### What you will do
Turn everything from the line containing "Provide the segmentation of every instance of the hi-vis" down to the line containing "[(160, 500), (125, 474), (125, 576), (199, 576), (181, 534)]", both included, into a numbered list, one line per entry. Skip blank lines and leave the pictures out.

### Records shown
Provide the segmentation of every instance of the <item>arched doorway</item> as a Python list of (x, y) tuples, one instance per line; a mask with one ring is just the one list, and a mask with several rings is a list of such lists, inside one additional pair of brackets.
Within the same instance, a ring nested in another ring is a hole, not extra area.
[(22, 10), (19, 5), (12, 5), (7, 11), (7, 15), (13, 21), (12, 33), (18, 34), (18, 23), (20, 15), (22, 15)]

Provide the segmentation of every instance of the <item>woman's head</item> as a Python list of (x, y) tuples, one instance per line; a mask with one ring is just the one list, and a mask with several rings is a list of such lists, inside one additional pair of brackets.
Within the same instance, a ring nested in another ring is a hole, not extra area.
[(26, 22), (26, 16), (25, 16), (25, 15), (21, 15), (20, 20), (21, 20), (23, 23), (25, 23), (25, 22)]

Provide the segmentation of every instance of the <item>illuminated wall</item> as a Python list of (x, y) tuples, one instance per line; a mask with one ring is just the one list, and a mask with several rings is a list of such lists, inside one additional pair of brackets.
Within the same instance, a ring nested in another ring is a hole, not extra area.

* * *

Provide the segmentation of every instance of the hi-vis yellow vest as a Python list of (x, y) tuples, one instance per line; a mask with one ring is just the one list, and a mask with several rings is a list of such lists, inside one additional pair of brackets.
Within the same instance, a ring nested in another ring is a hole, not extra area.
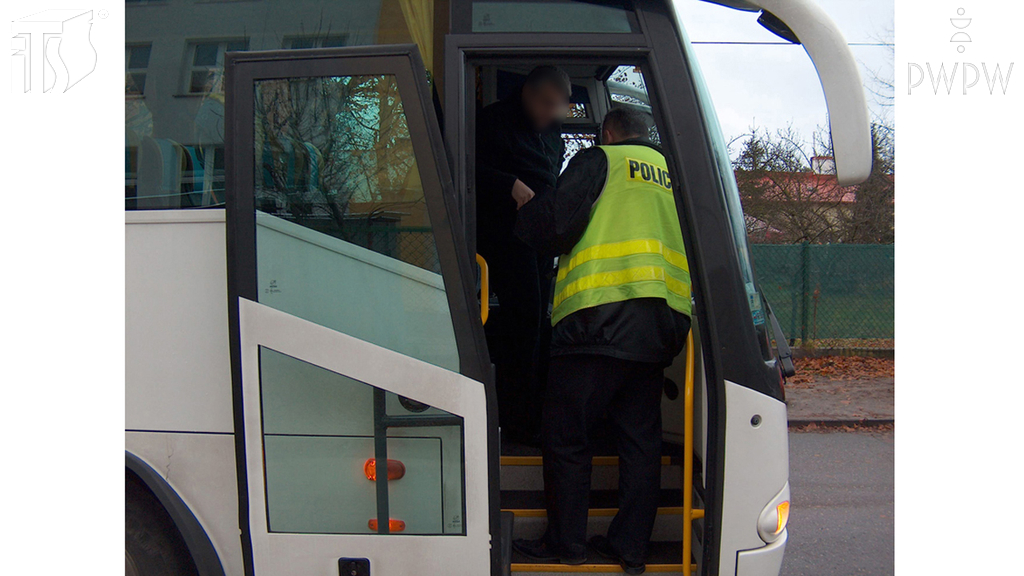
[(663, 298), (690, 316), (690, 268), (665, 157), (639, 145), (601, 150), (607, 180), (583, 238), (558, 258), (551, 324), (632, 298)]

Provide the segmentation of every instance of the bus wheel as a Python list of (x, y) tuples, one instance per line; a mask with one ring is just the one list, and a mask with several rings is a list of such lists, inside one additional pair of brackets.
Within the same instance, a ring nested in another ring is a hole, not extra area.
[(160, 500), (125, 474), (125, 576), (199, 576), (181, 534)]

### Written response
1. Provide the segmentation of every instance of the hi-vis yellow vest as a Python list of (x, y) tuples, one instance per line; a mask with one ring is just the one list, and a mask with several rings is a list of such lists, inside one additional pair of brackets.
2. Within the same instance, a ring nested in another ring is a hole, not extra area.
3. [(663, 298), (690, 316), (690, 268), (665, 157), (639, 145), (601, 150), (607, 180), (583, 238), (558, 258), (551, 324), (632, 298)]
4. Provide the segmentation of every instance of the bus wheel as a Python list of (x, y) tuples, one instance per line; a mask with one ring is just the one list, and a mask with several rings is a list of such lists, inside one additional pair of brackets.
5. Within the same instance, a ring nested in another ring is a hole, not extra area.
6. [(160, 500), (125, 474), (125, 576), (199, 576), (181, 534)]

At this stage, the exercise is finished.